Problem details: Line by line, check the data for the string "trim" and state how many lines have it, nothing more.

### Dataset records ###

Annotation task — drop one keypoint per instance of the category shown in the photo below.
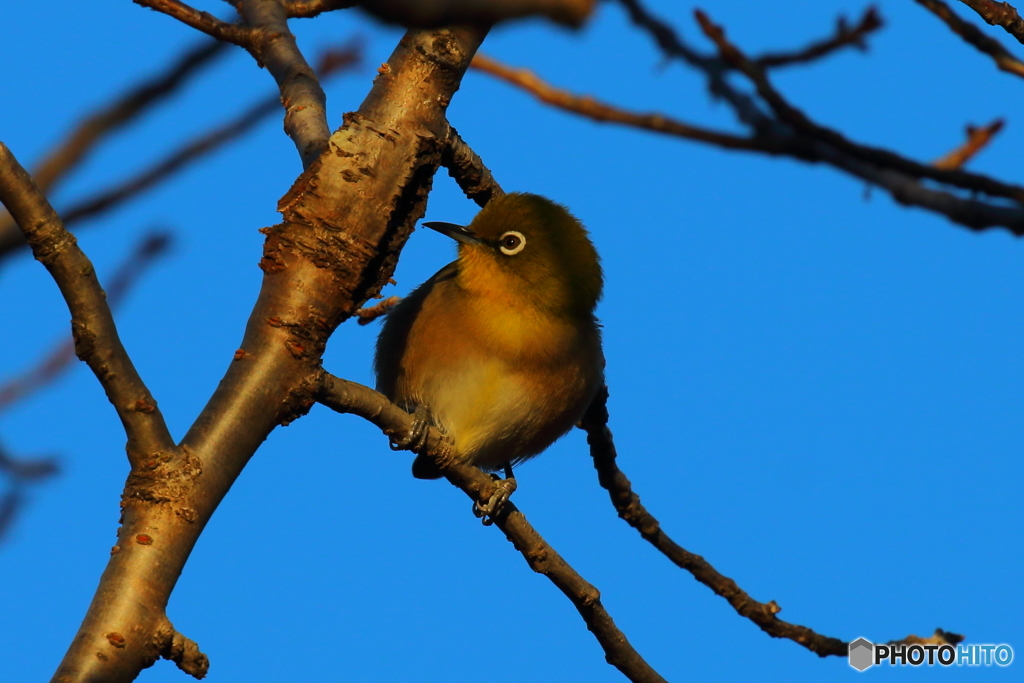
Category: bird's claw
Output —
(417, 436)
(503, 492)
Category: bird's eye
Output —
(511, 243)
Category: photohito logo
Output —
(864, 654)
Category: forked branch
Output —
(96, 339)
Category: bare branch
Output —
(329, 63)
(433, 13)
(598, 111)
(310, 8)
(368, 315)
(845, 37)
(970, 33)
(345, 396)
(627, 504)
(70, 153)
(96, 339)
(469, 171)
(301, 94)
(205, 22)
(977, 138)
(346, 219)
(57, 360)
(774, 139)
(20, 473)
(999, 13)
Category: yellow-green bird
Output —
(500, 349)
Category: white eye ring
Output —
(512, 243)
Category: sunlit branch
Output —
(999, 13)
(977, 138)
(96, 339)
(971, 34)
(152, 247)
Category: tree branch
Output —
(627, 504)
(345, 396)
(999, 13)
(469, 171)
(845, 36)
(86, 135)
(977, 138)
(59, 358)
(771, 137)
(346, 219)
(433, 13)
(971, 34)
(598, 111)
(205, 22)
(301, 94)
(96, 339)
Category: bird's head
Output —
(523, 246)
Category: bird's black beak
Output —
(460, 232)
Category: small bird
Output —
(500, 349)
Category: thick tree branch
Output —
(845, 36)
(346, 220)
(59, 358)
(971, 34)
(69, 154)
(345, 396)
(628, 505)
(205, 22)
(301, 94)
(469, 171)
(999, 13)
(96, 339)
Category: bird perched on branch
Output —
(500, 349)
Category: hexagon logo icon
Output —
(861, 653)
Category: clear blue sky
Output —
(818, 390)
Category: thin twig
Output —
(22, 473)
(903, 186)
(345, 396)
(368, 315)
(329, 63)
(845, 36)
(301, 94)
(977, 138)
(469, 170)
(971, 34)
(627, 504)
(598, 111)
(310, 8)
(96, 339)
(999, 13)
(205, 22)
(94, 128)
(152, 247)
(875, 156)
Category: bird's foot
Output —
(417, 436)
(503, 492)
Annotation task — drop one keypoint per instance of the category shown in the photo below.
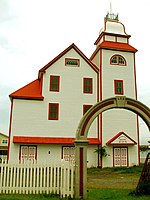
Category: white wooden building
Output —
(45, 113)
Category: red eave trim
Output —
(94, 67)
(50, 140)
(116, 136)
(117, 46)
(111, 34)
(29, 91)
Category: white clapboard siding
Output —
(37, 178)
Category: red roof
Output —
(34, 89)
(30, 91)
(94, 67)
(119, 134)
(117, 46)
(50, 140)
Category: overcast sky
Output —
(33, 32)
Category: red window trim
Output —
(27, 146)
(115, 87)
(78, 61)
(91, 85)
(62, 149)
(57, 111)
(117, 55)
(86, 106)
(58, 78)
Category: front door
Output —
(69, 154)
(120, 157)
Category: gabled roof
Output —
(72, 46)
(29, 91)
(33, 90)
(50, 140)
(121, 138)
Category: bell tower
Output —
(115, 58)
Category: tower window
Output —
(118, 85)
(87, 85)
(117, 60)
(54, 83)
(53, 111)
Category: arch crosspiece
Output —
(81, 141)
(115, 102)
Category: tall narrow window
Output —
(117, 60)
(86, 108)
(87, 85)
(53, 111)
(118, 84)
(54, 83)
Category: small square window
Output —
(72, 62)
(118, 84)
(4, 141)
(53, 111)
(28, 153)
(86, 108)
(54, 83)
(88, 85)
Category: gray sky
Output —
(33, 32)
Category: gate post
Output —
(81, 168)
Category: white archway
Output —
(81, 141)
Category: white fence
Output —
(34, 178)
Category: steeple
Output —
(111, 16)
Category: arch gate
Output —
(81, 141)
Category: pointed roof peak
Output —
(110, 15)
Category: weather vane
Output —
(110, 15)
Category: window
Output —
(118, 84)
(53, 111)
(86, 108)
(72, 62)
(54, 83)
(4, 141)
(117, 60)
(28, 153)
(68, 154)
(87, 85)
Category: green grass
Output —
(28, 197)
(103, 184)
(114, 194)
(93, 194)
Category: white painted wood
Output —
(34, 178)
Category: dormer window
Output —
(72, 62)
(117, 60)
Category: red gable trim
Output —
(50, 140)
(116, 136)
(94, 67)
(117, 46)
(30, 91)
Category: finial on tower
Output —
(111, 15)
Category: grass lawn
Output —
(106, 183)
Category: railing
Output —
(35, 178)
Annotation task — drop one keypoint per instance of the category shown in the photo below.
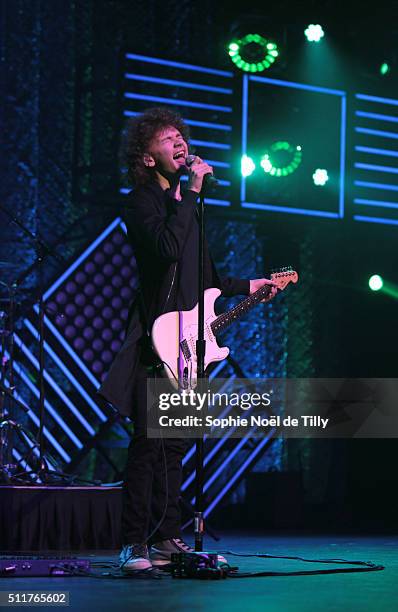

###

Reply: 3